DATA PROVIDED
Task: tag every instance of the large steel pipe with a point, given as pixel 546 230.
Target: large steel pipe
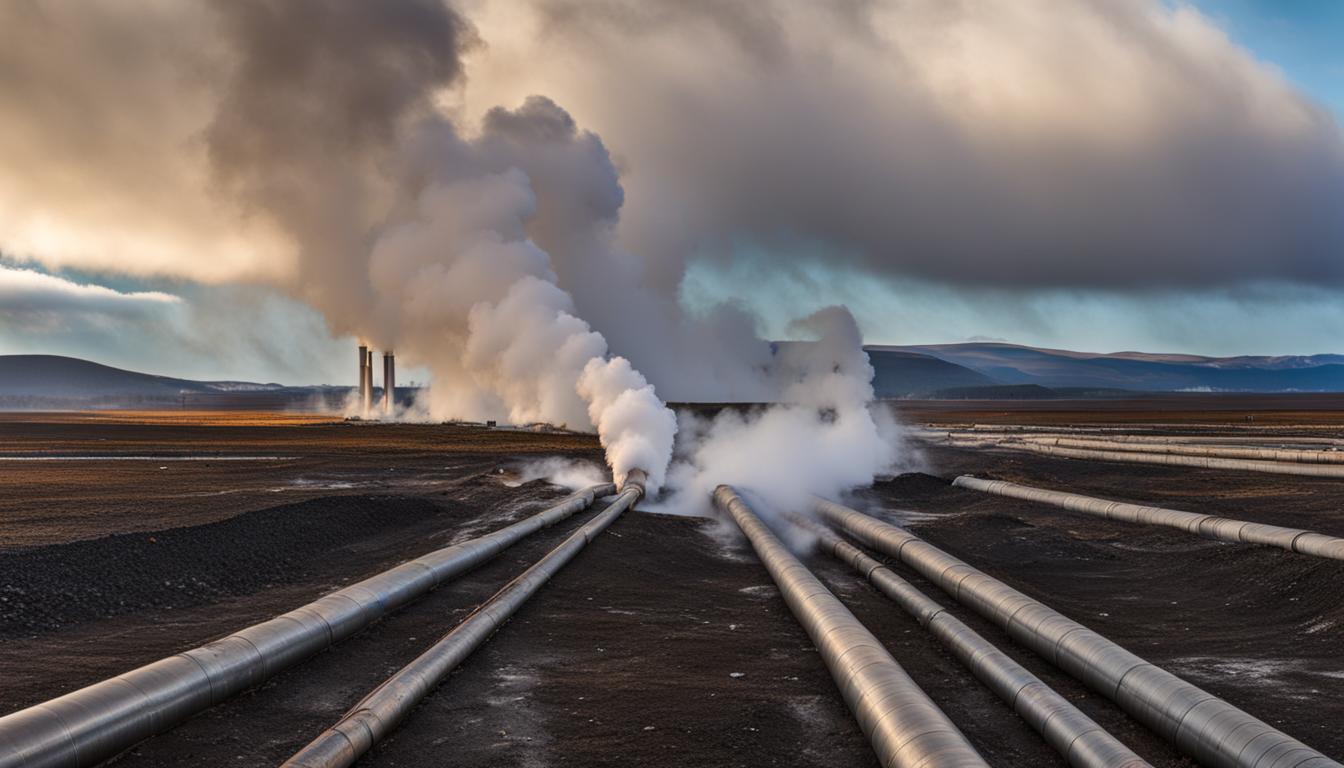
pixel 1298 455
pixel 905 726
pixel 92 724
pixel 1065 726
pixel 382 710
pixel 1202 725
pixel 1208 526
pixel 1172 460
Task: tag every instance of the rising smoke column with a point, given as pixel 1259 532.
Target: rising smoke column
pixel 824 436
pixel 415 237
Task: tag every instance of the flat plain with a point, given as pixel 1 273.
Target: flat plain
pixel 663 643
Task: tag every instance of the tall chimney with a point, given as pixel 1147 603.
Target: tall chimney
pixel 367 402
pixel 389 382
pixel 363 379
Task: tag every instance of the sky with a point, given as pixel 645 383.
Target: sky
pixel 153 280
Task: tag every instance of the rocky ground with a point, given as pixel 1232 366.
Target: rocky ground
pixel 663 643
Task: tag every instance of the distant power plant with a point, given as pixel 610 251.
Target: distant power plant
pixel 366 381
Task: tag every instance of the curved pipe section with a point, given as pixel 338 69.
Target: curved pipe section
pixel 92 724
pixel 1065 726
pixel 1202 725
pixel 905 726
pixel 1172 460
pixel 1294 455
pixel 382 710
pixel 1208 526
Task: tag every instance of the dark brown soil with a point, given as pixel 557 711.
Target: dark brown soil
pixel 663 643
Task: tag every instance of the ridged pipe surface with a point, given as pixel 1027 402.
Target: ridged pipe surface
pixel 92 724
pixel 1075 736
pixel 1172 460
pixel 383 709
pixel 1202 725
pixel 906 729
pixel 1208 526
pixel 1296 455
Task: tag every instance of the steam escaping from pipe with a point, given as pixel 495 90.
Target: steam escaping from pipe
pixel 825 432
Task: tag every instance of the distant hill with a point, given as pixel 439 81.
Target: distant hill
pixel 53 381
pixel 1141 371
pixel 901 374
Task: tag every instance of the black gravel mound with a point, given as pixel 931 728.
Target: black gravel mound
pixel 53 587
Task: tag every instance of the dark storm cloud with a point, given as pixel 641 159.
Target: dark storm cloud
pixel 1019 144
pixel 321 98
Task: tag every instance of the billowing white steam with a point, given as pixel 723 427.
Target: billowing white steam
pixel 824 436
pixel 471 295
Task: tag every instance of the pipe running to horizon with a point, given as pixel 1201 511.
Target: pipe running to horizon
pixel 906 728
pixel 1163 459
pixel 1293 455
pixel 383 709
pixel 1075 736
pixel 1199 724
pixel 96 722
pixel 1208 526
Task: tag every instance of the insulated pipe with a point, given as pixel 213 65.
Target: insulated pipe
pixel 1303 456
pixel 383 709
pixel 1065 726
pixel 92 724
pixel 1327 443
pixel 1190 445
pixel 1207 526
pixel 1202 725
pixel 1202 462
pixel 905 726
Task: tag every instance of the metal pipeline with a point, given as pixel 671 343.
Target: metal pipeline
pixel 92 724
pixel 1208 526
pixel 1172 460
pixel 383 709
pixel 1202 725
pixel 905 726
pixel 1301 456
pixel 1065 726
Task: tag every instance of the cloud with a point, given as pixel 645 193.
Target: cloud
pixel 210 332
pixel 1092 144
pixel 32 300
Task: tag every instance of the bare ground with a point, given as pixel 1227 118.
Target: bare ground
pixel 660 644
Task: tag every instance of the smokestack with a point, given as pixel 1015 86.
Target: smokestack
pixel 367 388
pixel 363 379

TASK GOAL
Set down, word for word, only the lines running from the line with "Task: tag every instance of the smokestack" to the last line of the listing above. Both of those lines belong in your answer.

EXERCISE RESPONSE
Task: tag every instance of the smokestack with a point, given as pixel 1015 86.
Target: smokestack
pixel 367 388
pixel 363 379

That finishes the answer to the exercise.